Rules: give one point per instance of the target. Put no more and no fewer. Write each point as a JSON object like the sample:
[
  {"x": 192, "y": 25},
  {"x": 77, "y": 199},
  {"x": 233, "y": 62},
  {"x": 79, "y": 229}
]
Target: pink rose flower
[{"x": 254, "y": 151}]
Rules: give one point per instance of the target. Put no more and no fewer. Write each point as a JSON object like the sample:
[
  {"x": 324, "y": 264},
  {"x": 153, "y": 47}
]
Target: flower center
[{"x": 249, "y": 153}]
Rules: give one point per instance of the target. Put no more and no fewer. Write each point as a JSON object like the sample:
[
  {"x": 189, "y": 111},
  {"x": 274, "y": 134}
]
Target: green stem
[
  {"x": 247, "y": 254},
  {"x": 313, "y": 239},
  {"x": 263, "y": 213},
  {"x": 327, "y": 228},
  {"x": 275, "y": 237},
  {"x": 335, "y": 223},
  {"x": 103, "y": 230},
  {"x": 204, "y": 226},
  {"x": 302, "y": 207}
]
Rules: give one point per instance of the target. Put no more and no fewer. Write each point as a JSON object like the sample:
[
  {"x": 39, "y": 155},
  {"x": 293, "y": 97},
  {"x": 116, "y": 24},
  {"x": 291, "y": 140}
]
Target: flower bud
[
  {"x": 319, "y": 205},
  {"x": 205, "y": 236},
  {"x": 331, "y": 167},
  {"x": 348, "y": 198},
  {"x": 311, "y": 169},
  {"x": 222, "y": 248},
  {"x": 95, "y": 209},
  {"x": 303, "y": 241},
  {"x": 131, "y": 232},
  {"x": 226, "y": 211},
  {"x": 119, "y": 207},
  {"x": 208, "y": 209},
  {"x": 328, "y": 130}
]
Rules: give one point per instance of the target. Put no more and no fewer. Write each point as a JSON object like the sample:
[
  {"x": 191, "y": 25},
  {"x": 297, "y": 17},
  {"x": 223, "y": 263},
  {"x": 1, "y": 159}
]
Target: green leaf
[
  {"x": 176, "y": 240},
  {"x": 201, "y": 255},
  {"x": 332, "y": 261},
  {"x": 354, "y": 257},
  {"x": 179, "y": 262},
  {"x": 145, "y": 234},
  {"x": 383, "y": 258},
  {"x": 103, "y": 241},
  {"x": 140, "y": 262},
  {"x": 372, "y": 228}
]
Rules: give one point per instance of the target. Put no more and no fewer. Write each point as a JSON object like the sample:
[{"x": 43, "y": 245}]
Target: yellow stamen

# # # #

▶ [Exercise prompt] Repeat the material in full. Change nothing.

▶ [Solution to this problem]
Rules: give one point per instance of the target. Put no more and no fewer. Write each point as a JSON object like the sample:
[
  {"x": 192, "y": 25},
  {"x": 77, "y": 199},
  {"x": 233, "y": 62},
  {"x": 79, "y": 229}
]
Target: pink rose flower
[{"x": 254, "y": 151}]
Rules: give one point per instance of the target. Put no more and no fewer. Write each point as a JSON object like the sample:
[
  {"x": 324, "y": 264},
  {"x": 153, "y": 47}
]
Target: flower center
[{"x": 249, "y": 153}]
Rules: give one point per instance of the target. Put no more and no fewer. Write each point as a JSON object like the sample:
[
  {"x": 189, "y": 111},
  {"x": 274, "y": 134}
]
Target: green stem
[
  {"x": 247, "y": 254},
  {"x": 313, "y": 239},
  {"x": 263, "y": 213},
  {"x": 327, "y": 228},
  {"x": 275, "y": 237},
  {"x": 335, "y": 223},
  {"x": 103, "y": 230},
  {"x": 204, "y": 226},
  {"x": 302, "y": 207}
]
Rules: give one point per instance of the target. Put no more and no fewer. Write each point as a JSON object like the sample:
[
  {"x": 39, "y": 155},
  {"x": 293, "y": 97},
  {"x": 116, "y": 24},
  {"x": 291, "y": 140}
]
Target: flower bud
[
  {"x": 319, "y": 205},
  {"x": 205, "y": 236},
  {"x": 331, "y": 167},
  {"x": 348, "y": 198},
  {"x": 311, "y": 169},
  {"x": 222, "y": 248},
  {"x": 95, "y": 209},
  {"x": 303, "y": 241},
  {"x": 131, "y": 232},
  {"x": 226, "y": 211},
  {"x": 119, "y": 207},
  {"x": 208, "y": 209},
  {"x": 328, "y": 130}
]
Rules: give one point per instance of the target. Put no more and no fewer. Write each point as a JSON object like the sample:
[
  {"x": 191, "y": 25},
  {"x": 297, "y": 17},
  {"x": 223, "y": 263},
  {"x": 1, "y": 159}
]
Target: green leaf
[
  {"x": 176, "y": 240},
  {"x": 201, "y": 255},
  {"x": 332, "y": 261},
  {"x": 354, "y": 257},
  {"x": 179, "y": 262},
  {"x": 145, "y": 234},
  {"x": 383, "y": 258},
  {"x": 103, "y": 241},
  {"x": 140, "y": 262},
  {"x": 372, "y": 228}
]
Rules: give one point per instance of the target. Put no more and no fewer. Write each point as a JSON object like the sample:
[{"x": 43, "y": 245}]
Target: yellow stamen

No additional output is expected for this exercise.